» **Task to complete**
The data below calls for an exact copy.

» **Records for this task**
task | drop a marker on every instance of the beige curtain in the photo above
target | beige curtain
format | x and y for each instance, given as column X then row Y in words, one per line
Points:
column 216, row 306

» **Response to this task**
task | drop a marker on every instance of the beige curtain in the photo above
target | beige curtain
format | x and y for each instance, given as column X then row Y in words, one per line
Points:
column 216, row 306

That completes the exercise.